Lay out the lines of the material below as a JSON list of strings, one string per line and blank lines left out. Include only the lines from the one with "locate the bench cushion in the photo above." through the end of the material.

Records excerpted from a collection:
####################
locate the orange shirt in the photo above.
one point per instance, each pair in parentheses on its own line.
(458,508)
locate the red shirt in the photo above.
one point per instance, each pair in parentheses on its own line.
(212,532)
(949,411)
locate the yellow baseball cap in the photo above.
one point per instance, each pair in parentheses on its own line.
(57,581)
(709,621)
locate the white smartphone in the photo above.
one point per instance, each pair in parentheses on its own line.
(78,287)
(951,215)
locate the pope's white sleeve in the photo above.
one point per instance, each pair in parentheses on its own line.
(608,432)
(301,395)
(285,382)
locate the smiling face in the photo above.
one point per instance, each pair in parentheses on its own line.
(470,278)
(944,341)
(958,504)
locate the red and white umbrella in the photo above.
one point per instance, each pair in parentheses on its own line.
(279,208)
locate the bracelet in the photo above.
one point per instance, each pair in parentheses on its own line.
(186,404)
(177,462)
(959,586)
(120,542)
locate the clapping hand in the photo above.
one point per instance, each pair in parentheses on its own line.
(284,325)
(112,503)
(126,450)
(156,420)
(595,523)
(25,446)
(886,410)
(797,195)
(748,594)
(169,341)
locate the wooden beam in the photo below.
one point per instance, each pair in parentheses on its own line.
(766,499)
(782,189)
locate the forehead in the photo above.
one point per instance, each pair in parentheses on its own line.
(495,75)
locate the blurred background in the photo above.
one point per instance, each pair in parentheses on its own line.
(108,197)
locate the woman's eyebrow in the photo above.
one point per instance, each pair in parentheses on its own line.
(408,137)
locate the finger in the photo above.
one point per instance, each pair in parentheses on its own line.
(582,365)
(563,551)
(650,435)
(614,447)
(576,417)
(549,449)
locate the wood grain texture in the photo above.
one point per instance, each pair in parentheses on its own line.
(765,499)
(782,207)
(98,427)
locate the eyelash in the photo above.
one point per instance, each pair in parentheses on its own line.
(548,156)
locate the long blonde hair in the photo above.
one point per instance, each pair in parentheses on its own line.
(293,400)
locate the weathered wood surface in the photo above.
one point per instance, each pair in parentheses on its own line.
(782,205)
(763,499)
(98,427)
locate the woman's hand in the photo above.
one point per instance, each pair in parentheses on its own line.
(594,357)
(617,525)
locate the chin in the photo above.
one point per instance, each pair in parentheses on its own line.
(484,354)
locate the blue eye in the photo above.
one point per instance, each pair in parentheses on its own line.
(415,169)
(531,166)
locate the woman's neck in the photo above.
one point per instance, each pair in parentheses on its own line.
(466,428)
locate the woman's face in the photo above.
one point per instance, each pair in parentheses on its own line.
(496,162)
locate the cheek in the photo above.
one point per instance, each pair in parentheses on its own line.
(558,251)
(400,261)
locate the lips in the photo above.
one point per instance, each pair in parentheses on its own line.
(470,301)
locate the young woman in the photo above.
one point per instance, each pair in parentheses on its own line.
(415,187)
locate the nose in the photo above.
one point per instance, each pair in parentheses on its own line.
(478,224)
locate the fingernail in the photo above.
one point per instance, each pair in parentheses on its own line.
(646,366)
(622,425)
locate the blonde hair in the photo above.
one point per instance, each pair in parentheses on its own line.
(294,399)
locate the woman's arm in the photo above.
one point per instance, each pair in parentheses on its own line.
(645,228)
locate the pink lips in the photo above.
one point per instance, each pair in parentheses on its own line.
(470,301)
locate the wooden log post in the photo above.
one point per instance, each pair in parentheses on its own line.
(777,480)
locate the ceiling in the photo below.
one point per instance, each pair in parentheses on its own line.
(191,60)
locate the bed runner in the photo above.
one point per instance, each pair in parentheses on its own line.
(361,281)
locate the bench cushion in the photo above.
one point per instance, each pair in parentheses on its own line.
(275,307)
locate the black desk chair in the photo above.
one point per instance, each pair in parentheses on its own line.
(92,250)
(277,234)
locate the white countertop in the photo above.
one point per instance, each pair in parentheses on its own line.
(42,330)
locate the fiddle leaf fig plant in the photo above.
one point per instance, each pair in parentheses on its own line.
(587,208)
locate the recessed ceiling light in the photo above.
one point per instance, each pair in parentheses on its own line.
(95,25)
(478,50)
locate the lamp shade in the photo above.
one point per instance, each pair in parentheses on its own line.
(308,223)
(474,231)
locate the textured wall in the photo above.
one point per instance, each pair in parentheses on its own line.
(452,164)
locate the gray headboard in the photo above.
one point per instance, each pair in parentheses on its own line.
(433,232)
####################
RIGHT ANSWER:
[
  "locate the bench cushion in the photo above.",
  "one point per instance, each pair in parentheses on its own line.",
  "(275,307)",
  "locate the black desk chair in the photo above.",
  "one point per instance, each pair in parentheses on its own line.",
  "(92,250)",
  "(277,234)",
  "locate the white countertop in the photo above.",
  "one point per instance, each pair in parentheses on its own line.",
  "(42,330)",
  "locate the fiddle leaf fig plant in the photo above.",
  "one point per instance, each pair in parentheses on its own line.",
  "(587,208)",
  "locate the recessed ceiling light in the photo above.",
  "one point per instance, each pair in parentheses on its own line.",
  "(95,25)",
  "(478,50)",
  "locate the lamp shade in the photo above.",
  "one point per instance, each pair in parentheses on its own line.",
  "(308,223)",
  "(474,231)",
  "locate the textured wall in the photo above.",
  "one point per instance, each pair in parentheses on its own line.",
  "(452,164)",
  "locate the gray headboard in the photo above.",
  "one point per instance, each pair in parentheses on its own line.",
  "(433,232)"
]